§ Brano fornito:
□ □ □ □ □

A un certo punto, dunque, le foto "rubate" da una postazione sulla sommità della Cupola di San Pietro, scatti proibiti di un Pontefice dolorante, arrivarono nell'appartamento papale. E Wanda prese in mano le redini dell'indagine. Uno su cui s'appoggiò fu Arturo Mari, il fotografo dell'Osservatore romano. Mari preparò per la Poltawska una sorta di dossier, compresa un'analisi molto particolareggiata degli scatti "rubati" all'intimità del Pontefice. Un altro fu il monsignore che aveva fatto da "postino" e che le aveva recapitate a Wanda, "sapendola molto vicina al Sommo Pontefice".

□ □ □ □ □

§ Dati:
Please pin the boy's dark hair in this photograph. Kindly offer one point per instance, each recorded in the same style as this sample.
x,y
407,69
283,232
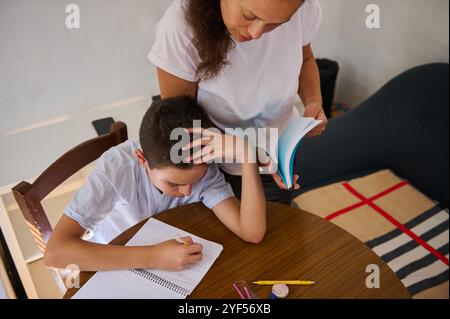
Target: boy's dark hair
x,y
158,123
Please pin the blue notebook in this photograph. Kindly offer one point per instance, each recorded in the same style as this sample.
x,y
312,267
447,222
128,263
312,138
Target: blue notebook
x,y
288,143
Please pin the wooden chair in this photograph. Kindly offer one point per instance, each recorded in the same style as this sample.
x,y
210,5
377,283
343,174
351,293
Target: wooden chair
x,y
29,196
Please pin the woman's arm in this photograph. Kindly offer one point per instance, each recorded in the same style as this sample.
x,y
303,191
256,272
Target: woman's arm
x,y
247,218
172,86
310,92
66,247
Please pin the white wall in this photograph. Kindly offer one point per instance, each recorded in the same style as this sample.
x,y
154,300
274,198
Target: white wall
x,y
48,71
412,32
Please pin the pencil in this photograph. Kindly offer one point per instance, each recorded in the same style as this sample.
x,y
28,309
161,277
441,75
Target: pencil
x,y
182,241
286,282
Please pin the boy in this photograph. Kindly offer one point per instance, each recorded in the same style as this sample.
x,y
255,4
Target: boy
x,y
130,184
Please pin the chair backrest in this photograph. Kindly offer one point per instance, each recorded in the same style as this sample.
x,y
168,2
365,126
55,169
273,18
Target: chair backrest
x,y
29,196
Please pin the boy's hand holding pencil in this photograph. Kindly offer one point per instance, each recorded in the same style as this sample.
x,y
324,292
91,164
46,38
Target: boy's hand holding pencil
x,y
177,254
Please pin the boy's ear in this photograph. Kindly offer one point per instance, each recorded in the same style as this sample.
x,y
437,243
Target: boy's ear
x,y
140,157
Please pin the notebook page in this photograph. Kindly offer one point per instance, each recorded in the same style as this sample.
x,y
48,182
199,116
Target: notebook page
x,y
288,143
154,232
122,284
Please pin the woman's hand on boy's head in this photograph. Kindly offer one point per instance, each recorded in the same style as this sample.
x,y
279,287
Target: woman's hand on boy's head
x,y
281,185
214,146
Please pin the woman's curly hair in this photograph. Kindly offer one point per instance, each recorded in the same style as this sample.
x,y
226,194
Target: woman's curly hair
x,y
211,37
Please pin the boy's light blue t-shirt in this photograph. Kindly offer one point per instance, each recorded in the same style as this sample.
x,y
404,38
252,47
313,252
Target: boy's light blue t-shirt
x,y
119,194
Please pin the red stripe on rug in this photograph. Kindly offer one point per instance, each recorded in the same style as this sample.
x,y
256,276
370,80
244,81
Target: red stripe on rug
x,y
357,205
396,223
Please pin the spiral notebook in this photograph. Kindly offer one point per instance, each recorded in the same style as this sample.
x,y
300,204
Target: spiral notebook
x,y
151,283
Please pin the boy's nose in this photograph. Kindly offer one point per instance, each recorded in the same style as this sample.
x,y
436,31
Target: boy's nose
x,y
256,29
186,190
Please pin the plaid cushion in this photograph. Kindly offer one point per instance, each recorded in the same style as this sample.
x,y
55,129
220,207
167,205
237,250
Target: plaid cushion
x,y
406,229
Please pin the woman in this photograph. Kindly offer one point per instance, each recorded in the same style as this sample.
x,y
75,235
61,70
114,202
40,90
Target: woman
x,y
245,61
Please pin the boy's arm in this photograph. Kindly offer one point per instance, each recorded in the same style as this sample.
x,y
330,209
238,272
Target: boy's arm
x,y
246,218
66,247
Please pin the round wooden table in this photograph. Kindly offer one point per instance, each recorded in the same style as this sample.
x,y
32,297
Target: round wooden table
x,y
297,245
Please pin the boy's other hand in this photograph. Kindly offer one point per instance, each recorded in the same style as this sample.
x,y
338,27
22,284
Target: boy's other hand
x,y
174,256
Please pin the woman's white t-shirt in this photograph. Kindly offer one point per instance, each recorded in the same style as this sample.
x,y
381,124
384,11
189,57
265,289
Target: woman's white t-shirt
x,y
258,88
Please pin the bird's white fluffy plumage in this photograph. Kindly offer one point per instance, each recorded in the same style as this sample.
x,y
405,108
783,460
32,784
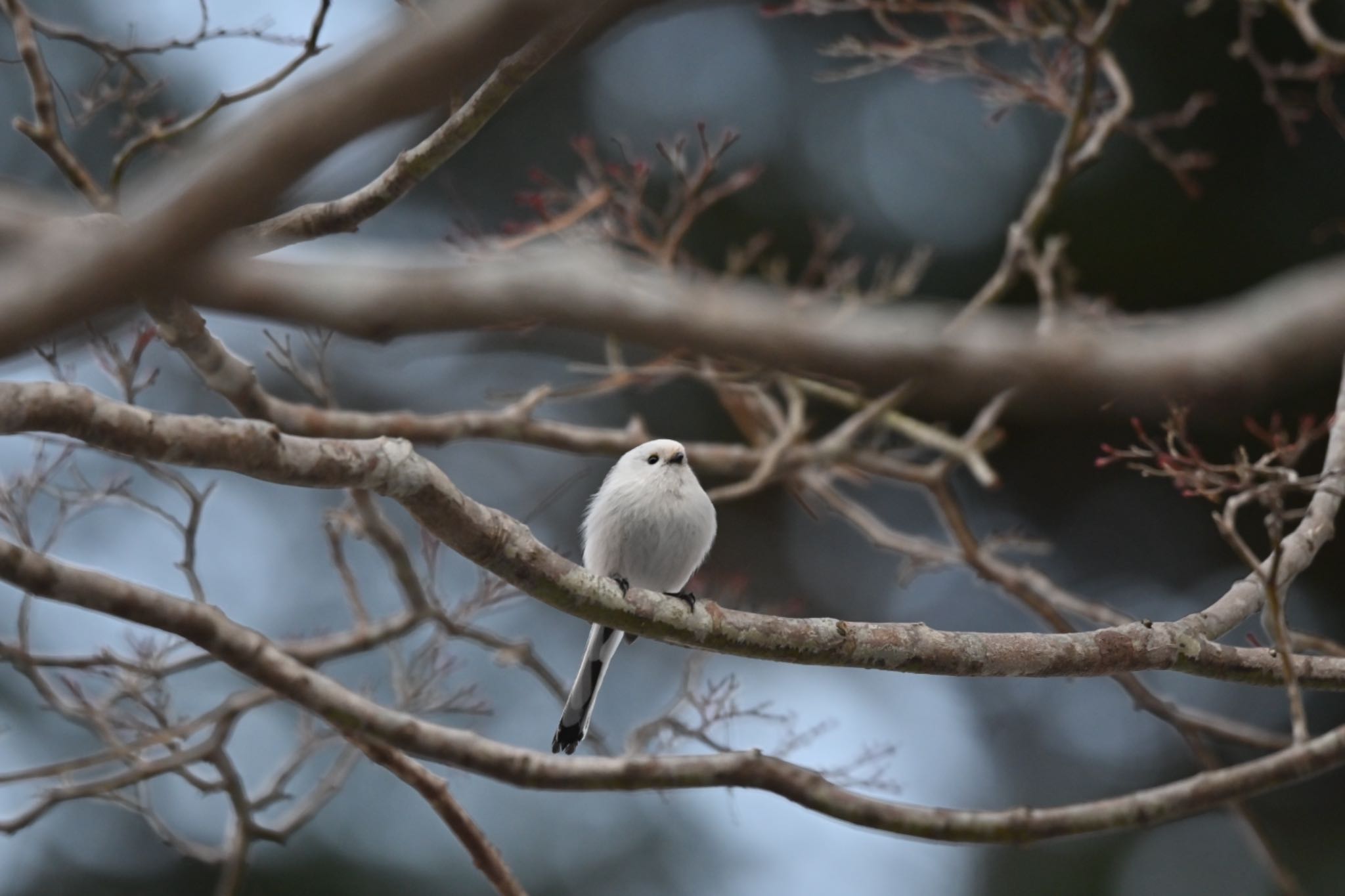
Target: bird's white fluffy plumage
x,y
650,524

□ □ □ □ □

§ Attività 1: Quali persone sono menzionate nel brano fornito? Elencale tutte.
§ Attività 2: Nel brano fornito, perché il monsignore che aveva fatto da "postino" recapitò le foto proprio a Wanda?

§ Soluzione scritta 1:
- Wanda Poltawska
- il Pontefice
- Arturo Mari, il fotografo dell'Osservatore romano
- il monsignore che aveva fatto da "postino"

§ Soluzione scritta 2: Le recapitò a Wanda perché la sapeva molto vicina al Sommo Pontefice.